- [Set problem]: Select every line in the records below that contains the string "shirt". Case counts.

═════ Items ═════

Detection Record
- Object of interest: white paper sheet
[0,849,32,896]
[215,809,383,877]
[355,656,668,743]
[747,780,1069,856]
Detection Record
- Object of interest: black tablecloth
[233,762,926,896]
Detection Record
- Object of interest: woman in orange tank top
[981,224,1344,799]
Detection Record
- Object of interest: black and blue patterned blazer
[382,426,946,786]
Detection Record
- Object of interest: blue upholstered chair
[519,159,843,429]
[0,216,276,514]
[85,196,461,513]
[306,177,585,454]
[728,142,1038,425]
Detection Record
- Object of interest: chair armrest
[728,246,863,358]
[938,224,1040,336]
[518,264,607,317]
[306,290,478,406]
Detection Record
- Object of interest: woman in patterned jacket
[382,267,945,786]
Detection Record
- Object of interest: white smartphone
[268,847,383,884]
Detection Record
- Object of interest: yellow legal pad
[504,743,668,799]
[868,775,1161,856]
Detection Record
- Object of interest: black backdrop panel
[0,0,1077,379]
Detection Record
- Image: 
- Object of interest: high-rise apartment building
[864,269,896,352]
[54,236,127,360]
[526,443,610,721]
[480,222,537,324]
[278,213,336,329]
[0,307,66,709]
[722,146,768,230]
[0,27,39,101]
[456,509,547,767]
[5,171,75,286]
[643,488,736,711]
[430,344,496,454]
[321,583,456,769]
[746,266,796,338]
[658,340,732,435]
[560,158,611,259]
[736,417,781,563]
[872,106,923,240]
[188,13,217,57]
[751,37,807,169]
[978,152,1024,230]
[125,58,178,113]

═════
═════ Items ═════

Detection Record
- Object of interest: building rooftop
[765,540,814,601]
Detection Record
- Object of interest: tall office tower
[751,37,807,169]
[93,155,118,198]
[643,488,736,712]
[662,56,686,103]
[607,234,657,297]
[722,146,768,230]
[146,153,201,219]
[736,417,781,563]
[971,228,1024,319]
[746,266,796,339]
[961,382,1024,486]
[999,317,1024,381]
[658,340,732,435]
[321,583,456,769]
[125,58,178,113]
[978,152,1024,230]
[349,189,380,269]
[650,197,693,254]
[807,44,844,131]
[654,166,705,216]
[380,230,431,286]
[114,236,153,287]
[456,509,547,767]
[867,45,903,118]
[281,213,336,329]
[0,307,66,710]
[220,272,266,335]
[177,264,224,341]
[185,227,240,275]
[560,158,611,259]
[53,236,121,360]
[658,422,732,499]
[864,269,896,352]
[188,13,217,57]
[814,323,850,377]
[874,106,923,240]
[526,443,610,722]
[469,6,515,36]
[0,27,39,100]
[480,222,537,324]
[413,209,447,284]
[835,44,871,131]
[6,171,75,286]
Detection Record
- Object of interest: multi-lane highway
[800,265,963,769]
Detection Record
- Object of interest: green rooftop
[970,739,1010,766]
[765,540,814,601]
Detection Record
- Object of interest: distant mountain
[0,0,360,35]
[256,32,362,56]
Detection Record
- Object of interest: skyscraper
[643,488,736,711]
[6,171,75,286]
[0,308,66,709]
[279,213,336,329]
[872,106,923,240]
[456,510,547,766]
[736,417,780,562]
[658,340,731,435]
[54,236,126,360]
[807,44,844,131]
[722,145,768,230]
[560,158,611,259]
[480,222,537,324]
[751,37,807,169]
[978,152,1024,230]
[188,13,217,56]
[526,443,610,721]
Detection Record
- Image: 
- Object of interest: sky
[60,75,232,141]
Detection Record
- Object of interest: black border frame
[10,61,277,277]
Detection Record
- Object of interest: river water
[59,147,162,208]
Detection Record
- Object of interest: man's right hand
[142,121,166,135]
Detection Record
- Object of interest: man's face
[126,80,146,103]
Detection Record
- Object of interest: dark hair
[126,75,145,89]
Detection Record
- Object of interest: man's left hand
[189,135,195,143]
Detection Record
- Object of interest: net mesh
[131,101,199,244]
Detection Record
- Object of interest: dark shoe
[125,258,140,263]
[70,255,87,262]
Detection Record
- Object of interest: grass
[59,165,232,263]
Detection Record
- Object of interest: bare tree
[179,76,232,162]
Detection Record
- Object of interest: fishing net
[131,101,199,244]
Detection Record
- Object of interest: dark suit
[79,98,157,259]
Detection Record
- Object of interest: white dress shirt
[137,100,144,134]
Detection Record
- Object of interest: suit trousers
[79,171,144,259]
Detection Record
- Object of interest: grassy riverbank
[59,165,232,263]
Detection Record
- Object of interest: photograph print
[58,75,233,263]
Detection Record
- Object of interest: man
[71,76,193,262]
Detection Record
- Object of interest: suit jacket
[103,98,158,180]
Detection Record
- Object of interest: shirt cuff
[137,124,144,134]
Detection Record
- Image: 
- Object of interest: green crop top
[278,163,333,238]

═════

- [Answer to the task]:
- Object of interest: white dress shirt
- Object of interest: shirt cuff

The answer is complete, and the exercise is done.